▶ [Data excerpts]:
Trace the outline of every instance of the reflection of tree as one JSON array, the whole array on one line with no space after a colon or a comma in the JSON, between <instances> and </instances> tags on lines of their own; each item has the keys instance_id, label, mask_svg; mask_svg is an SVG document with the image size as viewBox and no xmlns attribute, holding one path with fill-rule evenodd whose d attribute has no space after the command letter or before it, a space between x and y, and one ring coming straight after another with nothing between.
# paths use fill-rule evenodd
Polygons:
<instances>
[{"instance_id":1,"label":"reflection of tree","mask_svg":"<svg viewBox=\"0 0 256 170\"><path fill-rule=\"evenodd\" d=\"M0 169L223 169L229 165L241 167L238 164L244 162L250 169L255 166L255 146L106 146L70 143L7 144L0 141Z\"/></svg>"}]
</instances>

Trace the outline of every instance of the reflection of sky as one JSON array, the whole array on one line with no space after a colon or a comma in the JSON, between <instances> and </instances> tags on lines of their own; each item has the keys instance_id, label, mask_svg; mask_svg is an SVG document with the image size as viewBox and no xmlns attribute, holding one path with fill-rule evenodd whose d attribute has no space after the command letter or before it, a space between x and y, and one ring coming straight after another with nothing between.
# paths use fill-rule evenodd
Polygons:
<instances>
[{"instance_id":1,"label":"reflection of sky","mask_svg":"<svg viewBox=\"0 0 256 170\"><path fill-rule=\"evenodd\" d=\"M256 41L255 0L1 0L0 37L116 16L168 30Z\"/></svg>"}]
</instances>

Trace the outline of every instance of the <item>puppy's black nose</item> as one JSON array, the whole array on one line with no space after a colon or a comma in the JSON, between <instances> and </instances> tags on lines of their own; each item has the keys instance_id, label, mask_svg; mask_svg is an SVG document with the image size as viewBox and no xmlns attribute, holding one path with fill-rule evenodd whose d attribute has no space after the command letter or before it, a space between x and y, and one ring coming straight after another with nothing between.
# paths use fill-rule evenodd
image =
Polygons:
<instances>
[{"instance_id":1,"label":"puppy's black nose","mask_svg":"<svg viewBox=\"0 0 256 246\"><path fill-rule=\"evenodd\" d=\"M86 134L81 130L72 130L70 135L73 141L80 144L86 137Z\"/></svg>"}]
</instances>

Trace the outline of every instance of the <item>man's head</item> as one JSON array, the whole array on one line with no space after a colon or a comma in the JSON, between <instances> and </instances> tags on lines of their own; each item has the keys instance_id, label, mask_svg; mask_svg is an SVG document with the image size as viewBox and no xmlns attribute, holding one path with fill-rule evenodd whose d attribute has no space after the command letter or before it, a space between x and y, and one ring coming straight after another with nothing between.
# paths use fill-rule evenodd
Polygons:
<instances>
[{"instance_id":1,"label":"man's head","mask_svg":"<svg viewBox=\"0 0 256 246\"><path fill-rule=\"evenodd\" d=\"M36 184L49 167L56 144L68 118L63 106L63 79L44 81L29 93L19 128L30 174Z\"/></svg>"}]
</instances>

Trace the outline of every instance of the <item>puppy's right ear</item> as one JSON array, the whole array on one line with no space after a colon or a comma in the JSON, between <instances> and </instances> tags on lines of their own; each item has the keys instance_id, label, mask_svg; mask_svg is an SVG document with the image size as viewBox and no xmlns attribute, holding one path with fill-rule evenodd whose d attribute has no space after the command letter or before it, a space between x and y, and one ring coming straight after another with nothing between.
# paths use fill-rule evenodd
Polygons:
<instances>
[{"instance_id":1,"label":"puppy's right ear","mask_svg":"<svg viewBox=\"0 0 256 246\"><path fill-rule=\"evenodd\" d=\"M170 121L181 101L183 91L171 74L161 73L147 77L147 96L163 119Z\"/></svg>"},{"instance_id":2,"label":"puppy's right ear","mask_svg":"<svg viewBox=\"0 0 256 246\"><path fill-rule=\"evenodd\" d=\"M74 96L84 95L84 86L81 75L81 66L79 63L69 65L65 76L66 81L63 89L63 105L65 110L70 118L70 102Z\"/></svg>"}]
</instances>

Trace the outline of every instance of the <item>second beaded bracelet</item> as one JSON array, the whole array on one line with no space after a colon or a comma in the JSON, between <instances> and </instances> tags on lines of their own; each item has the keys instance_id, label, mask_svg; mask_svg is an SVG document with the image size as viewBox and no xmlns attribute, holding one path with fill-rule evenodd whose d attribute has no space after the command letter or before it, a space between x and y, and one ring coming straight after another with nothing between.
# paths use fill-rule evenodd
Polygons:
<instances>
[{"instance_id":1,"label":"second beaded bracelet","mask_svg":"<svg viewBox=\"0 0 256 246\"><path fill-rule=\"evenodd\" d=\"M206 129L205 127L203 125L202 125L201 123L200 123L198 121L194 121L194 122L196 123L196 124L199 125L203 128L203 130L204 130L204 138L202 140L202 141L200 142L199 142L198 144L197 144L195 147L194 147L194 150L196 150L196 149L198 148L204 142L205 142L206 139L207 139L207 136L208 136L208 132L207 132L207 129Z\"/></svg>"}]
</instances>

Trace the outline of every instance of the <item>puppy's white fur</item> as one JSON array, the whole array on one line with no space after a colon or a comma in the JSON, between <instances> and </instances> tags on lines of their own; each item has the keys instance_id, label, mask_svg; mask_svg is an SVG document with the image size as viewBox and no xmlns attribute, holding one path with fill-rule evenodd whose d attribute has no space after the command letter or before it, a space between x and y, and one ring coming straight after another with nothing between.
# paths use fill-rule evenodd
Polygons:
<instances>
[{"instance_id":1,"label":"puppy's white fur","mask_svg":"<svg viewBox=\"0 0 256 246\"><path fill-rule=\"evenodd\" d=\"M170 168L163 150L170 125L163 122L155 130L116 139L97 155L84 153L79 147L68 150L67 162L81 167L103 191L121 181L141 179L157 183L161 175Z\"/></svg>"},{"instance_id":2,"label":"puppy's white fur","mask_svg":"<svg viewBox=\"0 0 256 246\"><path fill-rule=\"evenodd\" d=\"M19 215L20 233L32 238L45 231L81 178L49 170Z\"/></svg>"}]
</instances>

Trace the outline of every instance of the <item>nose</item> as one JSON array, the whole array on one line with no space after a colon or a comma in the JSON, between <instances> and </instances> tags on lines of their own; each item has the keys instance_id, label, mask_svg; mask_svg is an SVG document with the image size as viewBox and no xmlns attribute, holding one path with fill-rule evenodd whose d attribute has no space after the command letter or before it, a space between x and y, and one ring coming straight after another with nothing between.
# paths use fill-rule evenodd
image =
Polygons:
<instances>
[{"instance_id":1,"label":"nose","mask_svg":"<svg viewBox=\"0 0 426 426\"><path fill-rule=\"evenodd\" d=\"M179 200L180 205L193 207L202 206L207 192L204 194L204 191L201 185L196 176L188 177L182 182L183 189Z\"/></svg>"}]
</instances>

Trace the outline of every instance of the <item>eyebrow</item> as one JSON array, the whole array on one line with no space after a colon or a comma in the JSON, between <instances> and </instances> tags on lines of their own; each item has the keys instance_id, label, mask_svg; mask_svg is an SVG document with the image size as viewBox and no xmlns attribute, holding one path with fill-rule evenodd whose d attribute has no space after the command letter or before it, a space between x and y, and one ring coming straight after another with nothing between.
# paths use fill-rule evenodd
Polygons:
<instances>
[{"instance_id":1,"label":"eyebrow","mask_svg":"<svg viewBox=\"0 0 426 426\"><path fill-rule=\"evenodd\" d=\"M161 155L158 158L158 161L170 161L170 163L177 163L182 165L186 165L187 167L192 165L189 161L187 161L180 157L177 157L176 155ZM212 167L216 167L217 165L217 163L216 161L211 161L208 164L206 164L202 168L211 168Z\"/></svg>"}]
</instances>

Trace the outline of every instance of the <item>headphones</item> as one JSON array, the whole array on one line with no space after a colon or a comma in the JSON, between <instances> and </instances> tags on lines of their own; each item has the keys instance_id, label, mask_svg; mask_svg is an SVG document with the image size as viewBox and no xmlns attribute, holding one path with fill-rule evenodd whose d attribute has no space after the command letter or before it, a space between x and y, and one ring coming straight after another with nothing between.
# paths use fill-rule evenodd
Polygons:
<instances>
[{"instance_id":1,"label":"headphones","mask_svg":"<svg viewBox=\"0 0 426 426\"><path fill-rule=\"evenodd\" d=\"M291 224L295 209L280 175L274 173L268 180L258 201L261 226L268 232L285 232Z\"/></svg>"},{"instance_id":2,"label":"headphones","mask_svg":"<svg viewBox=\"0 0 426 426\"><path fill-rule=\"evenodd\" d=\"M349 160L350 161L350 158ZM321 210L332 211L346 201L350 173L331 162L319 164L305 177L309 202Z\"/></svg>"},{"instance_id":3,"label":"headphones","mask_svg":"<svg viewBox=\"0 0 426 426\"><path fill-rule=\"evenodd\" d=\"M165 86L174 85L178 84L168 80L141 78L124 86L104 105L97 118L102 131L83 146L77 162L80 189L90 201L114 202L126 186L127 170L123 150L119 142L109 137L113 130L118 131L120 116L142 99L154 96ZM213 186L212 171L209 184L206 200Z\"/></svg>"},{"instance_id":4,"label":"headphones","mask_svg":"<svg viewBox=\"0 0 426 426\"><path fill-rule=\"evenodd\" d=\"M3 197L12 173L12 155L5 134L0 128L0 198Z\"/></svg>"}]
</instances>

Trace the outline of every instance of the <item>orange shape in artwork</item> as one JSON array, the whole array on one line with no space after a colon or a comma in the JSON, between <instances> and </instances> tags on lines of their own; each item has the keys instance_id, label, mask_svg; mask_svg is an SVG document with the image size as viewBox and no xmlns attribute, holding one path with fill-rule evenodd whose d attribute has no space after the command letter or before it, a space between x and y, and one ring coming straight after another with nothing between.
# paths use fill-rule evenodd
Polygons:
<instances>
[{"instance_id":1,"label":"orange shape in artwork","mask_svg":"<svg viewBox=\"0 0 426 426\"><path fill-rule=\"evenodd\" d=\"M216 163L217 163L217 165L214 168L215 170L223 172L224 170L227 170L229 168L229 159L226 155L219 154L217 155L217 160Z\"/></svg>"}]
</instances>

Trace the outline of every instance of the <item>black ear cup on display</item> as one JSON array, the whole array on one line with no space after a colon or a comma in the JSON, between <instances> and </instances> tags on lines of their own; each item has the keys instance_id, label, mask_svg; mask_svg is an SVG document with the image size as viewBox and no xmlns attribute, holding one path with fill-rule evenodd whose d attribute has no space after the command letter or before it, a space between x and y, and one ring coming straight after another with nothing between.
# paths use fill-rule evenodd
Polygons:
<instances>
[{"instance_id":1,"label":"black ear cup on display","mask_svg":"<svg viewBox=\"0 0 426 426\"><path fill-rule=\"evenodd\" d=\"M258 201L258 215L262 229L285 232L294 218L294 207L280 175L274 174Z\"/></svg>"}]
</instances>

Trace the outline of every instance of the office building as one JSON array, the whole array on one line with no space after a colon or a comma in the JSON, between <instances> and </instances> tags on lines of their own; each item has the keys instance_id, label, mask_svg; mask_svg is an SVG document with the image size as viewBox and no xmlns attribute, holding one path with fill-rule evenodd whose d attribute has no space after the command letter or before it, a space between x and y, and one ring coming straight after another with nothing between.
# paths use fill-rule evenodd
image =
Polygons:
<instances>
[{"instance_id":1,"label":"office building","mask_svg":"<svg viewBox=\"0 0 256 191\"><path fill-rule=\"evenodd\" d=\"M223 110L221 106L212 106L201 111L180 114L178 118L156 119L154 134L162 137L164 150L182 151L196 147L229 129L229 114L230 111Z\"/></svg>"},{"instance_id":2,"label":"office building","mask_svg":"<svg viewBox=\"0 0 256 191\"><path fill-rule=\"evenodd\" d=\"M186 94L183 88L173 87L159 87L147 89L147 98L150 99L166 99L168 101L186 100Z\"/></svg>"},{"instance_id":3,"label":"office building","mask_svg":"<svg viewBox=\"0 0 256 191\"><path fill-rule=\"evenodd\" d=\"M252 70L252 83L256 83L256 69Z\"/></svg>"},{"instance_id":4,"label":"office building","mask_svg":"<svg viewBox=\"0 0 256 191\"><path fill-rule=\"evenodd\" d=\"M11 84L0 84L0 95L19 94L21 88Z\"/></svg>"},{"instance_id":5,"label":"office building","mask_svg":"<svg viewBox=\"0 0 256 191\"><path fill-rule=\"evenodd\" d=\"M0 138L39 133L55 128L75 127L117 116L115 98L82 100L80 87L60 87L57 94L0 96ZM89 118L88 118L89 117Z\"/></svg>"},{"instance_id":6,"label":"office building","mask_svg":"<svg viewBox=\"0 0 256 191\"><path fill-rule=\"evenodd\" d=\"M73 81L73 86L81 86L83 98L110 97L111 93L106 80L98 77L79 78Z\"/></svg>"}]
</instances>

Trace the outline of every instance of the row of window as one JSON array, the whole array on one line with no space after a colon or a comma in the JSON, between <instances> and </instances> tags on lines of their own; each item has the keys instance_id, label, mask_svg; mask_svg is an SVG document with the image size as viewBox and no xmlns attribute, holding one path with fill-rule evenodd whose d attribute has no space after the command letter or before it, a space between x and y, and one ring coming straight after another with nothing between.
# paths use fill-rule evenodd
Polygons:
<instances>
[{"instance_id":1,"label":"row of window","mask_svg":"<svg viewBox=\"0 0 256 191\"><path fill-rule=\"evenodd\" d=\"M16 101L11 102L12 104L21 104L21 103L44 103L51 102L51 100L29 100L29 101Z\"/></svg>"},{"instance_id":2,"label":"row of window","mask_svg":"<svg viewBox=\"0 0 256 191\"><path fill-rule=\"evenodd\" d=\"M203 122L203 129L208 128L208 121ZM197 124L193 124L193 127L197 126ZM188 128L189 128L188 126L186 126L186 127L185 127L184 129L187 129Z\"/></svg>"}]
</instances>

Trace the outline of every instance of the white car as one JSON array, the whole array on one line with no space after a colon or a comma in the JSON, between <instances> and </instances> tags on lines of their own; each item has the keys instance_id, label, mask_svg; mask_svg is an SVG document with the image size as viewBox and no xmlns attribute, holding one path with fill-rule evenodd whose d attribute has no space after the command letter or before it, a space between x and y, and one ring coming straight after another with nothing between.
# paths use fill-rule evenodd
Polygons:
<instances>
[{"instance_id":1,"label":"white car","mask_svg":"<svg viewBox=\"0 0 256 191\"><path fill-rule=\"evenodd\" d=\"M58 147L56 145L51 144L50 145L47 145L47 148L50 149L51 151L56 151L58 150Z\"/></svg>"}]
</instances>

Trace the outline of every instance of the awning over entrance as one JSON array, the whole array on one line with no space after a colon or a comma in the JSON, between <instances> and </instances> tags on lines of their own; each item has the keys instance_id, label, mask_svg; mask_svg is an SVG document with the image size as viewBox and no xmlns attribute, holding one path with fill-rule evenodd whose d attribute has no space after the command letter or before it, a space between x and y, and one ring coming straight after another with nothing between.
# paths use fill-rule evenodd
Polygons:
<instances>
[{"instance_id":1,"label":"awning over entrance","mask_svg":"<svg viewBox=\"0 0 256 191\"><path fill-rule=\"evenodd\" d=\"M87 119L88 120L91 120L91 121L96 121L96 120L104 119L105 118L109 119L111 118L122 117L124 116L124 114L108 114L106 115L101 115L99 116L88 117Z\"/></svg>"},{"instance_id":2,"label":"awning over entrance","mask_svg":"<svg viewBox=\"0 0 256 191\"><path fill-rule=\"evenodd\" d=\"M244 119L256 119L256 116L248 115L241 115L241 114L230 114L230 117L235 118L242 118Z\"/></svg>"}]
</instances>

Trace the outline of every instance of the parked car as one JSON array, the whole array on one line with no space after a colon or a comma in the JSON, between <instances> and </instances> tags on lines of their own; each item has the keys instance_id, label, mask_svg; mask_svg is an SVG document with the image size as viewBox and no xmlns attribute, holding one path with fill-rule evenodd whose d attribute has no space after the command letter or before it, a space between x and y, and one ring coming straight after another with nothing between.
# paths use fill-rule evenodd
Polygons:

▶ [Task goal]:
Give, as a numbered list, every line from the one containing "Trace the outline of every instance of the awning" through the final line above, both included, and leave out any blank lines.

▶ [Solved problem]:
1. Trace the outline of every instance of the awning over entrance as one JSON array, the whole array on one line with no space after a colon or a comma in the JSON, between <instances> and </instances> tags on lines of their own; each item has the keys instance_id, label, mask_svg; mask_svg is an SVG document with the image size as viewBox and no xmlns attribute, holding one path with fill-rule evenodd whose d attribute has no space after the command letter or before it, a space between x and y, and one ring coming straight after another with nothing between.
2. # paths use fill-rule evenodd
3. Polygons:
4. <instances>
5. [{"instance_id":1,"label":"awning over entrance","mask_svg":"<svg viewBox=\"0 0 256 191\"><path fill-rule=\"evenodd\" d=\"M87 119L88 120L91 120L91 121L96 121L96 120L104 119L105 118L109 119L111 118L122 117L124 116L124 114L108 114L106 115L101 115L99 116L88 117Z\"/></svg>"},{"instance_id":2,"label":"awning over entrance","mask_svg":"<svg viewBox=\"0 0 256 191\"><path fill-rule=\"evenodd\" d=\"M244 119L256 119L256 116L248 115L241 115L241 114L230 114L230 117L235 118L242 118Z\"/></svg>"}]
6. </instances>
7. Trace the outline of every instance of the parked car as one JSON array, the whole array on one line with no space after a colon or a comma in the JSON, between <instances> and </instances> tags on lines of their own; each item has the keys instance_id, label, mask_svg; mask_svg is an SVG document with the image size as viewBox and no xmlns attribute, holding one path with fill-rule evenodd whose d attribute has no space after the command letter or before it, a space between x and y, and one ring coming straight after another with nothing between.
8. # paths use fill-rule evenodd
9. Polygons:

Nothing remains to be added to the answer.